[Kutipan untuk Dibaca]
########################################

Desember 27, 2012

Empty Nest




Sebetulnya, ini bukan tulisan baru.Ini adalah coretanku beberapa tahun lalu saat hari ibu. But anyway, selamat menikmati ya.




Hari pertama menginjakkan kaki di rumah masa kecilku, semua terasa sepiiii sekali. Sambil duduk sendiri di ruang atas, aku melihat semua masih tertata rapi.

Ku lihat sekeliling, ada foto alm papaku di sana...hai Pa...aku tersenyum sembari mengusap wajahnya. Wajah yang tak pernah tak kurindukan. Di sudut ruang, jam kukuk yang sudah idle, tak beranjak dari tempat lamanya.

Kembali mata ku mengimbas dinding, jam kaca raksasa juga masih aktif berdetak di tempatnya. Lewat kacanya, tampak kamarku. Kamar yang officially telah ku tinggalkan lebih dari 10 tahun lalu.

Detak jam itu, seolah menyeretku kepada kenangan lama. Di kamar itu aku bersama teman-teman kecilku membaca buku, main petak umpet dalam lemari, main lompat tali di kamar dan menuai hasil diomeli eyangku yang mungkin sedang lelap di kamar bawah kamarku....hmmm sungguh keriangan yang sangat manis.

Dari kamarku juga, biasanya aku dulu melongokkan kepala saat terdengar suara mama atau papa ku datang. Bersamaan dengan datangnya mereka, aku merasa aman karena merasa tak sendiri.

S E N D I R I.....yup. kata itu tiba-tiba terbersit dari pikiranku. Pelan – pelan sentuhan kata itu meluncur masuk ke dalam hatiku. Dan entah mengapa, seketika itu juga muncul empati yang mendalam kepada mama ku. Mama ku tersayang, yang mungkin sejak belasan tahun selalu merasakan itu. Berawal dari papa tiba-tiba "pergi" untuk selama- lamanya. Aku yang meninggalkan rumah, disusul satu persatu adik-adikku yang keluar dari rumah. Dan akhirnya sangkar itu kosong.

E M P T Y N E S T. Kata itu pertama kali ku dengar di bangku SMP rasanya. Saat itu, ibu guru bahasa Inggrisku bercerita tentang sangkar kosong. Sangkar seekor induk burung yang kosong karena anak-anaknya pergi. Saat itu, si induk burung sedih, cemas, was- was karena anak-anaknya pergi tapi di sisi lain ia bangga,karena tugasnya sebagai orang tua telah usai.

########################################

[Blok Data]
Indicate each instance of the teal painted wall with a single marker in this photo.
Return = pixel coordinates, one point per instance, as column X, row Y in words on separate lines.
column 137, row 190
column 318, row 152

########################################

[Petunjuk Pengerjaan]
1. Tentukan apakah setiap pernyataan berikut sesuai dengan tulisan "Empty Nest", lalu jawab ya atau tidak disertai kutipan persis dari tulisan tersebut yang menjadi penentunya: (a) Tulisan itu semula dibuat beberapa tahun lalu pada hari ibu. (b) Jam kukuk di sudut ruang masih aktif berdetak. (c) Penulis pertama kali mendengar kata "empty nest" ketika duduk di bangku SMA.
2. Salin kembali tanpa perubahan bagian tulisan "Empty Nest" yang dimulai dengan "Kembali mata ku" dan terus hingga "10 tahun lalu.".
3. Susunlah bagian berikutnya dari tulisan "Empty Nest", dimulai sesudah kalimat terakhir yang tercantum.

[Jawaban Tiap Tugas]
1.
(a) Ya: "Ini adalah coretanku beberapa tahun lalu saat hari ibu."
(b) Tidak: "Di sudut ruang, jam kukuk yang sudah idle, tak beranjak dari tempat lamanya."
(c) Tidak: "Kata itu pertama kali ku dengar di bangku SMP rasanya."

2.
Kembali mata ku mengimbas dinding, jam kaca raksasa juga masih aktif berdetak di tempatnya. Lewat kacanya, tampak kamarku. Kamar yang officially telah ku tinggalkan lebih dari 10 tahun lalu.

3.
Mengenai kata Empty Nest. Saat itu aku tak terlalu memahami apa maknanya. Kata-kata itu lenyap begitu saja, bersamaan dengan berakhirnya cerita itu dibacakan.

Tapi ntah mengapa, di suatu hari, saat aku sendirian dan merasa sepi, tiba-tiba aku teringat kembali kepada kata itu. Saat aku "cemburu" melihat teman-teman ku sibuk bercerita tentang lucunya tingkah polah anak mereka, tentang hebatnya prestasi anak-anak mereka, tentang bahagianya si kakak yang mendapat adik baru, dll

Saat itu aku sering bertanya pada diri sendiri...apa ini yang disebut dengan sangkar kosong?kenapa sangkarku selalu kosong?apakah aku seperti si induk burung?tapi siapa yang telah ku lepas?

Sepi ku kujalani saja, sendiriku ku telan saja dan tetap manggut-manggut kecut, mendengar riuhnya kawan kawan ku bercerita tentang hebohnya mereka mencari sekolah baru untuk anak-anak mereka tentang tingginya biaya pendidikan, tentang kenakalan-kenakalan kecil anak-anak mereka yang telah menginjak remaja, dll,dst,etc,lsp.

Hingga suatu saat, mereka teman temanku yang beberapa tahun lebih tua dari ku atau mereka yang menikah jauh lebih dulu dariku, dengan sedih campur haru bercerita tentang buah hatinya yang kini mulai meninggalkan rumah untuk kuliah. Satu-satu pergi meninggalkan rumah dan senda gurau dalam rumah mereka pun tak terdengar lagi.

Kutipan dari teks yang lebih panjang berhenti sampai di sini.